━━ Source material

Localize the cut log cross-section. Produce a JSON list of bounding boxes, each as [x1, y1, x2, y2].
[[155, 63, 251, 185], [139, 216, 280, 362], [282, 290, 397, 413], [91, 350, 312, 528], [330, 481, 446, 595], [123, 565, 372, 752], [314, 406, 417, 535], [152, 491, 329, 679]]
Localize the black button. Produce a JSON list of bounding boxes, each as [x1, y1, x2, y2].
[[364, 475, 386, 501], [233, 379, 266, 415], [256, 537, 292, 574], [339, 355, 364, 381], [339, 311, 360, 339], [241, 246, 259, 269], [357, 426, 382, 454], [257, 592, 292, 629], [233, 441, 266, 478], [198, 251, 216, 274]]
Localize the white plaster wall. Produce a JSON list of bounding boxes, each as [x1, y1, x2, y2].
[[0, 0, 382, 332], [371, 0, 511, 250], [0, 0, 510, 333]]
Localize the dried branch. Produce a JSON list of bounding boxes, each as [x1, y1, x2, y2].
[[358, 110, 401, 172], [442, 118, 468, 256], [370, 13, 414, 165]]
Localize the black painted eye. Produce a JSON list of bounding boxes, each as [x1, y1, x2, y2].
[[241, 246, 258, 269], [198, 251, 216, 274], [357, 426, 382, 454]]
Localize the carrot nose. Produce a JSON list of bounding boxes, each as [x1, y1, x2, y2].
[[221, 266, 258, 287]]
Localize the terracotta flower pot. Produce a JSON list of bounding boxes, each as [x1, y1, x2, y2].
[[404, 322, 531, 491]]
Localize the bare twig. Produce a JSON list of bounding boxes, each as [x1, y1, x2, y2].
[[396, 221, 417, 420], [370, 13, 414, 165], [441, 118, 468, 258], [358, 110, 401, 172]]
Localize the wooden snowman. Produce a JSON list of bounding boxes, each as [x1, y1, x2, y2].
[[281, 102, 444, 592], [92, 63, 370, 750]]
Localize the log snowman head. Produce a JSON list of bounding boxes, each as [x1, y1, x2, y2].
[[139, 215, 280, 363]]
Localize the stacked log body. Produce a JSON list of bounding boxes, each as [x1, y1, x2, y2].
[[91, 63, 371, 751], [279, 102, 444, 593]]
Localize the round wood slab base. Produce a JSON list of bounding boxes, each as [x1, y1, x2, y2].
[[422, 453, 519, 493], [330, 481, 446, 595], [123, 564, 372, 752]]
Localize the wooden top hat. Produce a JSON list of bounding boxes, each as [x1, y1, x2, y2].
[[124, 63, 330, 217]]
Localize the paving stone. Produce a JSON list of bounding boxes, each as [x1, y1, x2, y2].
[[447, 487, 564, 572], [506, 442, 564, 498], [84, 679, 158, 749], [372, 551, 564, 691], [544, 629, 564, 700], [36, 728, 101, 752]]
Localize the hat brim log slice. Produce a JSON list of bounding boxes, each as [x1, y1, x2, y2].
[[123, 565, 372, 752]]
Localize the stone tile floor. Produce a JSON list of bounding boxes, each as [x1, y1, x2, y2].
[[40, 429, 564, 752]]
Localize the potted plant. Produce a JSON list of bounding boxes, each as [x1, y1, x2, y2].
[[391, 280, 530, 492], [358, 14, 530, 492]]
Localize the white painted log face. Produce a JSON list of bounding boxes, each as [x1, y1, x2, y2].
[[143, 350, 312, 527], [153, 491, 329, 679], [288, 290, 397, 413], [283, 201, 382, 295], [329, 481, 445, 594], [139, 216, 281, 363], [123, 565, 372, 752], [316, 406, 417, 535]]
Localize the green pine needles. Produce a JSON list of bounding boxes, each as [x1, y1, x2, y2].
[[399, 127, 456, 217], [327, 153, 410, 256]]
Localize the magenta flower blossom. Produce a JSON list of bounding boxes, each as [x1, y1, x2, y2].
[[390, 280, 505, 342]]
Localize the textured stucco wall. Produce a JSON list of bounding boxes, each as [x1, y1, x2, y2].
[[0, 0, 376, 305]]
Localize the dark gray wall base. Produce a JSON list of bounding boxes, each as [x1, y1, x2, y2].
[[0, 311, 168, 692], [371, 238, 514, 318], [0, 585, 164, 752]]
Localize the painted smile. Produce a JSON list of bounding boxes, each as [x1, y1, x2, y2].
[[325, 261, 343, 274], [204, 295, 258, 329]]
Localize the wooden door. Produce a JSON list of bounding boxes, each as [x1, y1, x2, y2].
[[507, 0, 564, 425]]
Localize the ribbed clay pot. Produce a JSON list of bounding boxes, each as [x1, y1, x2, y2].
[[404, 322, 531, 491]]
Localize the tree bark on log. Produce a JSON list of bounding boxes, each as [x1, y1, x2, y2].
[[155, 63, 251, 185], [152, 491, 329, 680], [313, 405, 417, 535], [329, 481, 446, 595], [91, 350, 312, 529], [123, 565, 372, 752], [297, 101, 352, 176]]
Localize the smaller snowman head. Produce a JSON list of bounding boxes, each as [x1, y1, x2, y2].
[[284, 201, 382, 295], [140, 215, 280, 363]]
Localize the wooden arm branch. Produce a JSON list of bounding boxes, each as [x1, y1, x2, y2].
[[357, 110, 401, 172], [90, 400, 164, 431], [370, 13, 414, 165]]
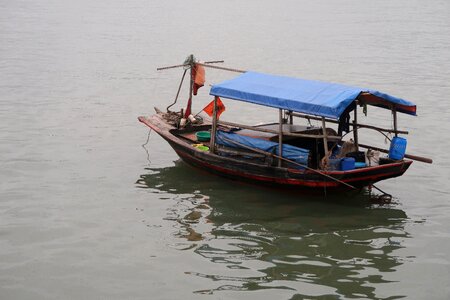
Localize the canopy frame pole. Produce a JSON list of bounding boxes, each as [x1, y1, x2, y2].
[[288, 112, 409, 134], [278, 108, 283, 167], [209, 96, 219, 153], [392, 106, 398, 136], [322, 117, 328, 157], [353, 101, 358, 149], [217, 120, 341, 141]]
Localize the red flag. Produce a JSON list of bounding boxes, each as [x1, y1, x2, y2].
[[203, 97, 225, 118], [184, 97, 192, 119]]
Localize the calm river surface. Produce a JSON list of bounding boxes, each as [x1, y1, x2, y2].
[[0, 0, 450, 299]]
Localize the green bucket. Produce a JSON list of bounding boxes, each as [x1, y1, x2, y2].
[[195, 131, 211, 142]]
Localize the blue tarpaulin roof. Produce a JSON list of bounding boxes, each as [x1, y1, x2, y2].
[[210, 72, 416, 119]]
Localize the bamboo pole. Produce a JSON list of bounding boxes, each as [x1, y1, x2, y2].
[[156, 60, 224, 71], [197, 63, 247, 73], [166, 69, 187, 112], [209, 96, 218, 153], [278, 108, 283, 167]]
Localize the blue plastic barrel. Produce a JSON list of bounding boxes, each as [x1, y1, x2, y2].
[[341, 157, 355, 171], [389, 136, 406, 160]]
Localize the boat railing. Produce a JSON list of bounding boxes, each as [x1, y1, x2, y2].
[[286, 111, 409, 134], [217, 121, 341, 141]]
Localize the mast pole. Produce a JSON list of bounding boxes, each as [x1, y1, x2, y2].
[[353, 102, 358, 150], [209, 96, 219, 153], [278, 108, 283, 167], [392, 107, 398, 136], [322, 117, 328, 157]]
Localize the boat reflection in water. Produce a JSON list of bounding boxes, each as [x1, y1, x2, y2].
[[137, 162, 409, 299]]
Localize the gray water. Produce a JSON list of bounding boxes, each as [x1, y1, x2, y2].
[[0, 0, 450, 299]]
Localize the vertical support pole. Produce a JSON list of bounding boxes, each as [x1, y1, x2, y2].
[[278, 108, 283, 167], [392, 107, 398, 136], [322, 117, 328, 157], [353, 103, 358, 149], [209, 96, 218, 153]]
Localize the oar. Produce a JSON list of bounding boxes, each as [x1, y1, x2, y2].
[[358, 144, 433, 164], [222, 137, 356, 190]]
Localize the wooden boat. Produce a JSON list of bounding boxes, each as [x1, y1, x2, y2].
[[138, 56, 432, 190]]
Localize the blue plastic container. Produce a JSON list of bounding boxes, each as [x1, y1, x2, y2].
[[389, 136, 406, 160], [328, 158, 341, 171], [341, 157, 355, 171], [355, 161, 367, 169]]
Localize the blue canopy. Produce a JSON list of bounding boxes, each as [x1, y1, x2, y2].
[[210, 72, 416, 119]]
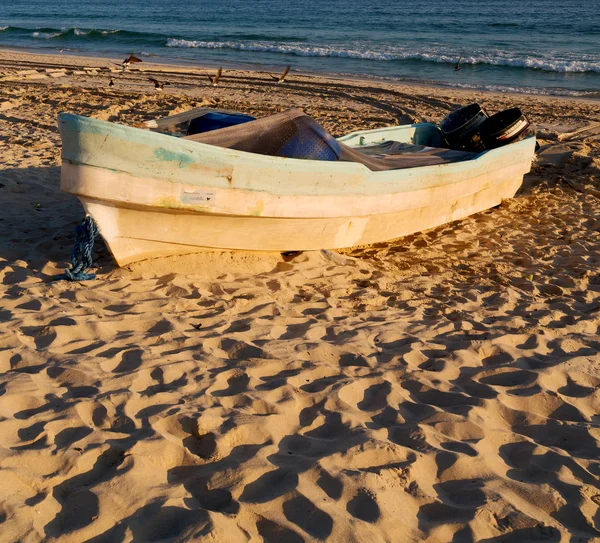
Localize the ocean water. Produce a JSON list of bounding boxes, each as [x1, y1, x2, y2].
[[0, 0, 600, 98]]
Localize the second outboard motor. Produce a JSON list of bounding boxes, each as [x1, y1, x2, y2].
[[440, 104, 488, 152]]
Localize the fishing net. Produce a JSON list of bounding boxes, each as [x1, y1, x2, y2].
[[186, 109, 476, 171]]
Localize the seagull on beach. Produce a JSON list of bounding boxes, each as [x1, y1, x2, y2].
[[121, 54, 142, 71], [148, 77, 171, 92], [208, 68, 223, 87], [269, 66, 291, 85]]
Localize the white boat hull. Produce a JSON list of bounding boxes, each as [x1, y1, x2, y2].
[[61, 114, 535, 266]]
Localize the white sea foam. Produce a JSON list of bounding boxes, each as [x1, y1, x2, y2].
[[166, 38, 600, 73], [32, 32, 62, 40]]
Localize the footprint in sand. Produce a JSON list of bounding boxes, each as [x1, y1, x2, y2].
[[256, 517, 304, 543], [283, 494, 333, 539], [346, 488, 381, 522]]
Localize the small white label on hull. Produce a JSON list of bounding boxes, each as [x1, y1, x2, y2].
[[181, 190, 215, 205]]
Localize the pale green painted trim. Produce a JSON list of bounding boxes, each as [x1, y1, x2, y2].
[[58, 113, 535, 196]]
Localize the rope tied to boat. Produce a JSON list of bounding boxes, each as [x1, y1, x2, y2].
[[59, 215, 98, 281]]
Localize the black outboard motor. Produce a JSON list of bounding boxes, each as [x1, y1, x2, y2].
[[479, 107, 530, 149], [440, 104, 488, 152]]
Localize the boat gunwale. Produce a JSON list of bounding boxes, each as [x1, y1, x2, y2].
[[59, 113, 535, 197]]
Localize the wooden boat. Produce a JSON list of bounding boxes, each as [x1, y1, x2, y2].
[[59, 108, 535, 265]]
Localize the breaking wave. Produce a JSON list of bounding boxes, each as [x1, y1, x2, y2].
[[166, 38, 600, 73]]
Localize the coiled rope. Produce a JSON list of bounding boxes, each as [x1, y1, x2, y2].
[[56, 215, 98, 281]]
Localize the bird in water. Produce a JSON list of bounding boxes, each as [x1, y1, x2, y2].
[[269, 66, 291, 85], [208, 68, 223, 87], [448, 57, 462, 72], [148, 77, 171, 92], [121, 54, 142, 71]]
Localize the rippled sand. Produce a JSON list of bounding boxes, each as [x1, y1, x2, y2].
[[0, 52, 600, 543]]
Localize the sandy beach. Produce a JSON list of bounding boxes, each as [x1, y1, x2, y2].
[[0, 51, 600, 543]]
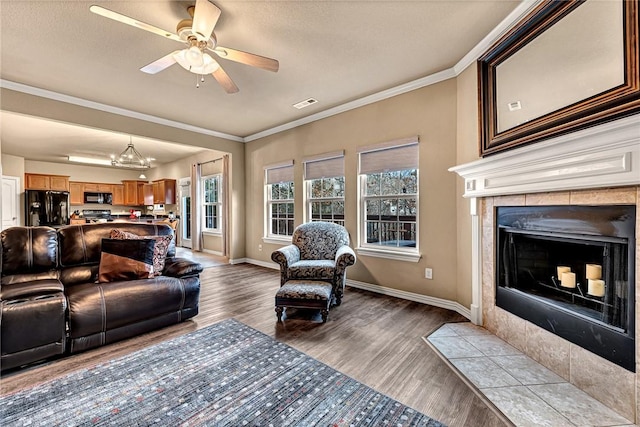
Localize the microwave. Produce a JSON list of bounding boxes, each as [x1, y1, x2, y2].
[[84, 192, 113, 205]]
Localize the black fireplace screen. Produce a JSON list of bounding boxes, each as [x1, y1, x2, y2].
[[496, 205, 635, 370]]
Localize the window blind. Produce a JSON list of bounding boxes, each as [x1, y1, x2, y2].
[[303, 151, 344, 179], [200, 158, 223, 176], [358, 136, 419, 174], [265, 160, 293, 184]]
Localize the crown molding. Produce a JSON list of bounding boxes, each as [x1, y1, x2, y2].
[[453, 0, 542, 76], [0, 79, 244, 142], [244, 68, 456, 142], [0, 0, 542, 143]]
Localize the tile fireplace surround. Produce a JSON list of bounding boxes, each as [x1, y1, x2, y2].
[[450, 115, 640, 424]]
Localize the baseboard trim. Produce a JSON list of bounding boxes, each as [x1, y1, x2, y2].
[[242, 258, 471, 320], [346, 279, 471, 320], [202, 249, 224, 256]]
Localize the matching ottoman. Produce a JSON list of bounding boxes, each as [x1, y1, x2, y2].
[[276, 280, 333, 323]]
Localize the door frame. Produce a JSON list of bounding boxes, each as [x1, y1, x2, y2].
[[178, 177, 193, 248]]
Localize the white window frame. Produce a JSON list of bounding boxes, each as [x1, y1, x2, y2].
[[356, 137, 421, 262], [303, 151, 346, 226], [262, 160, 295, 244], [200, 173, 222, 234], [305, 175, 347, 226]]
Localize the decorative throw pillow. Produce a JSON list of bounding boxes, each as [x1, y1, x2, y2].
[[98, 239, 156, 283], [111, 228, 173, 276]]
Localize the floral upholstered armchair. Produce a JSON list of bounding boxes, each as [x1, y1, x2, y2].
[[271, 222, 356, 305]]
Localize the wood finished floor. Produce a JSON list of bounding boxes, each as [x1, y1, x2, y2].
[[0, 264, 505, 427]]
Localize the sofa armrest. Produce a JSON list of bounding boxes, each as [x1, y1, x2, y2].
[[271, 245, 300, 286], [0, 279, 64, 301], [336, 245, 356, 277], [162, 258, 202, 277], [271, 245, 300, 270]]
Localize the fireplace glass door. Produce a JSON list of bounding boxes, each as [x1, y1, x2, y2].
[[499, 227, 630, 333], [495, 205, 636, 371]]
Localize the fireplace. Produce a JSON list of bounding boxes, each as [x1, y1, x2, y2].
[[495, 205, 636, 372]]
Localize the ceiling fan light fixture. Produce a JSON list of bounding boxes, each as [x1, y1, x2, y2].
[[185, 45, 204, 67], [110, 137, 151, 169], [67, 156, 111, 166]]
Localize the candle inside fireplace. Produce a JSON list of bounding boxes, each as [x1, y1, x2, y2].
[[587, 264, 602, 279], [556, 265, 571, 280], [587, 279, 604, 297], [560, 271, 576, 288]]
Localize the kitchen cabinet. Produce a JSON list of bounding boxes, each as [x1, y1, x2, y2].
[[122, 181, 138, 206], [121, 180, 147, 206], [112, 184, 125, 205], [153, 179, 176, 205], [69, 182, 84, 205], [84, 182, 113, 193], [137, 181, 148, 206], [24, 173, 69, 191], [142, 184, 155, 206]]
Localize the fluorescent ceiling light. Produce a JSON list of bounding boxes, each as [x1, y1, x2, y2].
[[68, 156, 111, 166]]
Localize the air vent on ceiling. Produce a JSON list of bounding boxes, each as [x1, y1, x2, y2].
[[293, 98, 318, 110], [507, 101, 522, 111]]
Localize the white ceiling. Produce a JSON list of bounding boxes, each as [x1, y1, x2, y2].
[[0, 0, 520, 163]]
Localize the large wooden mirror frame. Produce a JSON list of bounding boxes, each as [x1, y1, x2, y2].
[[478, 0, 640, 157]]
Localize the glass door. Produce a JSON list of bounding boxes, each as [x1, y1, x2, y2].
[[179, 178, 191, 248]]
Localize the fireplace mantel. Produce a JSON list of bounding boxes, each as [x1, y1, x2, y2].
[[449, 115, 640, 198]]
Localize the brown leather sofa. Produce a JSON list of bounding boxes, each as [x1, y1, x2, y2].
[[0, 222, 202, 371]]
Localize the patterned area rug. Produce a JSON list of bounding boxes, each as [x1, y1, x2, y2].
[[0, 319, 443, 427]]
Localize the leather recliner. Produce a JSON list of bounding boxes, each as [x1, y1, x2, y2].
[[0, 222, 202, 371]]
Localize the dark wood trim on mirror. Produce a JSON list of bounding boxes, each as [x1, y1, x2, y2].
[[478, 0, 640, 157]]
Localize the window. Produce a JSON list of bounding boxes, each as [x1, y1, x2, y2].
[[202, 175, 222, 233], [304, 152, 344, 226], [358, 137, 420, 262], [265, 161, 295, 237]]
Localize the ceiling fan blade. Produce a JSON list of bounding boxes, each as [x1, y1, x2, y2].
[[89, 5, 184, 42], [211, 67, 240, 93], [191, 0, 222, 41], [140, 50, 180, 74], [213, 46, 280, 73]]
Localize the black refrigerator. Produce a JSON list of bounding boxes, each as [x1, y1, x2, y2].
[[24, 190, 70, 227]]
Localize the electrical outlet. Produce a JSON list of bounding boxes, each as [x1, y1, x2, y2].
[[424, 268, 433, 279]]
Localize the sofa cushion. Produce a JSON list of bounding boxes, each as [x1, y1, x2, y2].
[[0, 227, 58, 284], [111, 228, 173, 276], [291, 221, 349, 260], [58, 222, 176, 270], [98, 239, 156, 283]]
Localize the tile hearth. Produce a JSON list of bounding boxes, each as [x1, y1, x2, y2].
[[426, 322, 634, 427]]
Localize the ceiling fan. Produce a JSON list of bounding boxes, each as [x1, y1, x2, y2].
[[89, 0, 280, 93]]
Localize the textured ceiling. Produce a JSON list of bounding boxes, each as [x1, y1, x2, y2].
[[0, 0, 519, 164]]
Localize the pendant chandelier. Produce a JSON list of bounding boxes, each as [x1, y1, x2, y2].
[[111, 136, 151, 169]]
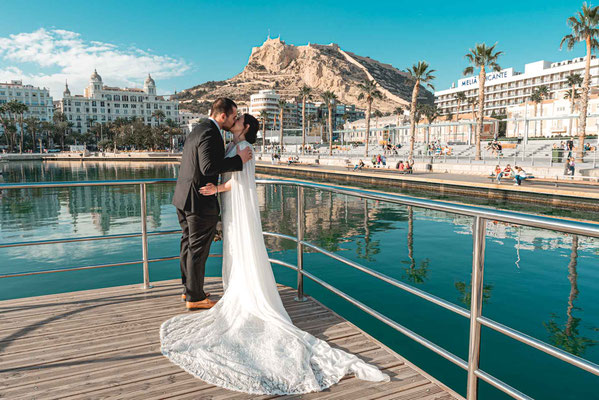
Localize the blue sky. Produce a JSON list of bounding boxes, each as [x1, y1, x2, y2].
[[0, 0, 584, 97]]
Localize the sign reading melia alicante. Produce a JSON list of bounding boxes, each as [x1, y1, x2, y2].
[[458, 68, 514, 88]]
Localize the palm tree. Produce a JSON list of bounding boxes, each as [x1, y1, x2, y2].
[[260, 110, 268, 153], [530, 90, 543, 136], [564, 74, 582, 135], [537, 85, 549, 136], [165, 118, 182, 153], [407, 61, 435, 163], [464, 43, 503, 160], [0, 104, 13, 152], [6, 100, 29, 153], [279, 100, 287, 154], [559, 3, 599, 161], [300, 85, 312, 153], [453, 92, 466, 122], [422, 104, 441, 143], [24, 117, 42, 153], [152, 110, 165, 125], [358, 80, 383, 157], [52, 111, 70, 151], [322, 90, 337, 156]]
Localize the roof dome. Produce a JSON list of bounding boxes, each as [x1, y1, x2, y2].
[[89, 69, 102, 82], [144, 74, 156, 86]]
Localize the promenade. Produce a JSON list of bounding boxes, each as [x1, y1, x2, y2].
[[0, 278, 462, 400], [256, 161, 599, 211]]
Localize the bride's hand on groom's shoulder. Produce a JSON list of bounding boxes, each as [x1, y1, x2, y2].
[[237, 146, 252, 164], [200, 183, 216, 196]]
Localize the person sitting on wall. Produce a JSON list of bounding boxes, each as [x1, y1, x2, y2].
[[514, 166, 527, 186], [491, 164, 501, 177], [354, 159, 365, 171], [497, 164, 514, 183]]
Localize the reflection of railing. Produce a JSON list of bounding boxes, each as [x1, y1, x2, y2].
[[0, 179, 599, 400]]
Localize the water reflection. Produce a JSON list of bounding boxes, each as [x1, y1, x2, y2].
[[0, 162, 599, 376], [544, 235, 597, 356]]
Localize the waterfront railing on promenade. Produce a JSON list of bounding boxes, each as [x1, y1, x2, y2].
[[0, 179, 599, 400]]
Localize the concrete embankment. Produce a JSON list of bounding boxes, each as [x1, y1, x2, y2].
[[256, 162, 599, 211], [0, 152, 181, 162]]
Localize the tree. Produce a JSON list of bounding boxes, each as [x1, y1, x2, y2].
[[24, 117, 42, 153], [453, 92, 466, 122], [260, 110, 268, 153], [52, 111, 72, 151], [407, 61, 435, 163], [6, 100, 29, 153], [166, 118, 183, 153], [322, 90, 337, 156], [358, 80, 383, 157], [152, 110, 166, 125], [559, 3, 599, 161], [537, 85, 549, 136], [564, 74, 583, 135], [279, 100, 287, 154], [0, 103, 14, 152], [422, 104, 441, 143], [464, 43, 503, 160], [530, 90, 543, 136], [300, 85, 312, 153]]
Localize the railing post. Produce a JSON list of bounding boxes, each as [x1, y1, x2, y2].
[[467, 217, 487, 400], [295, 186, 308, 301], [139, 183, 152, 289]]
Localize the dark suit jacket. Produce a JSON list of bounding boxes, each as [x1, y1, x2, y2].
[[173, 119, 243, 215]]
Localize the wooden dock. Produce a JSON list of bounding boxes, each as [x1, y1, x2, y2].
[[0, 278, 461, 400]]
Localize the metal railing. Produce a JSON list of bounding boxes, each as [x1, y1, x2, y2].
[[0, 179, 599, 400]]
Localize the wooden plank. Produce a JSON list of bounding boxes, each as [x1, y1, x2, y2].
[[0, 279, 456, 400]]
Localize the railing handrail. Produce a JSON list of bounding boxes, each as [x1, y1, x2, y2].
[[0, 178, 599, 237], [0, 179, 599, 400]]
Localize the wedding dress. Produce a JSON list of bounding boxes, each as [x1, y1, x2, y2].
[[160, 142, 389, 395]]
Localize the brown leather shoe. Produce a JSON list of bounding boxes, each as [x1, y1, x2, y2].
[[181, 293, 210, 301], [185, 298, 216, 310]]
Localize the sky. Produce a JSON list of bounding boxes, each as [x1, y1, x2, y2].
[[0, 0, 584, 99]]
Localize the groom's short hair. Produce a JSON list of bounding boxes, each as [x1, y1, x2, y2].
[[210, 97, 237, 117]]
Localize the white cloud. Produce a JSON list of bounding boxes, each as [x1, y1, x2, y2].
[[0, 28, 190, 99]]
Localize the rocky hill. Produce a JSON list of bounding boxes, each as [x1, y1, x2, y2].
[[177, 38, 434, 112]]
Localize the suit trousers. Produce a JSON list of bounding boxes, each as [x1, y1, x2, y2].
[[177, 209, 218, 301]]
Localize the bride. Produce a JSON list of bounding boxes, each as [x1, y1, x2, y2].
[[160, 114, 389, 395]]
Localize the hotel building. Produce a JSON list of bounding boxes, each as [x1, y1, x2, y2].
[[0, 81, 54, 121], [435, 56, 599, 116], [59, 70, 179, 133]]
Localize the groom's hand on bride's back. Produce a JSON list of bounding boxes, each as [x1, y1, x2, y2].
[[237, 147, 252, 164]]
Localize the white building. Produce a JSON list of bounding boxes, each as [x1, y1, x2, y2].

━━━━

• [Goal of the exercise]
Reproduce verbatim the lines from the first line of the rows through the line containing "[[139, 215, 280, 363]]", inclusive.

• [Result of this exercise]
Localize the cut log cross-section. Produce a JSON list of bounding boxes, each as [x1, y1, x2, y2].
[[155, 63, 251, 185], [139, 216, 280, 362], [282, 290, 397, 413], [91, 350, 312, 528], [330, 481, 446, 595], [123, 565, 372, 752], [314, 406, 417, 535], [152, 491, 329, 679]]
Localize the black button. Produce a JSON list of bounding boxes, each as [x1, y1, x2, y2].
[[364, 475, 386, 501], [233, 379, 266, 415], [256, 537, 292, 574], [339, 355, 364, 381], [339, 311, 360, 339], [241, 246, 259, 269], [357, 426, 382, 454], [257, 592, 292, 629], [233, 441, 266, 478], [198, 251, 216, 274]]
Localize the white plaster wall. Produce a JSON list of bounding boxes, each as [x1, y1, x2, y2].
[[0, 0, 382, 332], [371, 0, 511, 250], [0, 0, 510, 333]]
Localize the dried branch. Produce a JSON list of bounding boxes, each as [x1, y1, x2, y2].
[[358, 110, 401, 172], [442, 118, 468, 256], [370, 13, 414, 165]]
Localize the black painted eye. Produce a JSON list of bounding boxes, each as [x1, y1, x2, y2].
[[241, 246, 258, 269], [198, 251, 216, 274], [357, 426, 382, 454]]
Localize the carrot nose. Produce a JSON list of bounding boxes, each as [x1, y1, x2, y2].
[[221, 266, 258, 287]]
Localize the terracotta flower pot. Produce a JSON list of bounding boxes, each as [x1, y1, x2, y2].
[[404, 322, 531, 491]]
Localize the bare twig. Produce a JSON list of bounding boxes, each as [x1, y1, x2, y2].
[[396, 221, 417, 420], [370, 13, 414, 165], [441, 118, 468, 258], [358, 110, 401, 172]]
Localize the wooden snowman. Produce a JSON list of bounding boxes, each as [x1, y1, x2, y2].
[[281, 102, 444, 592], [92, 63, 370, 750]]
Localize the log snowman head. Produce a JSON list of bounding boxes, each as [x1, y1, x2, y2].
[[139, 215, 280, 363]]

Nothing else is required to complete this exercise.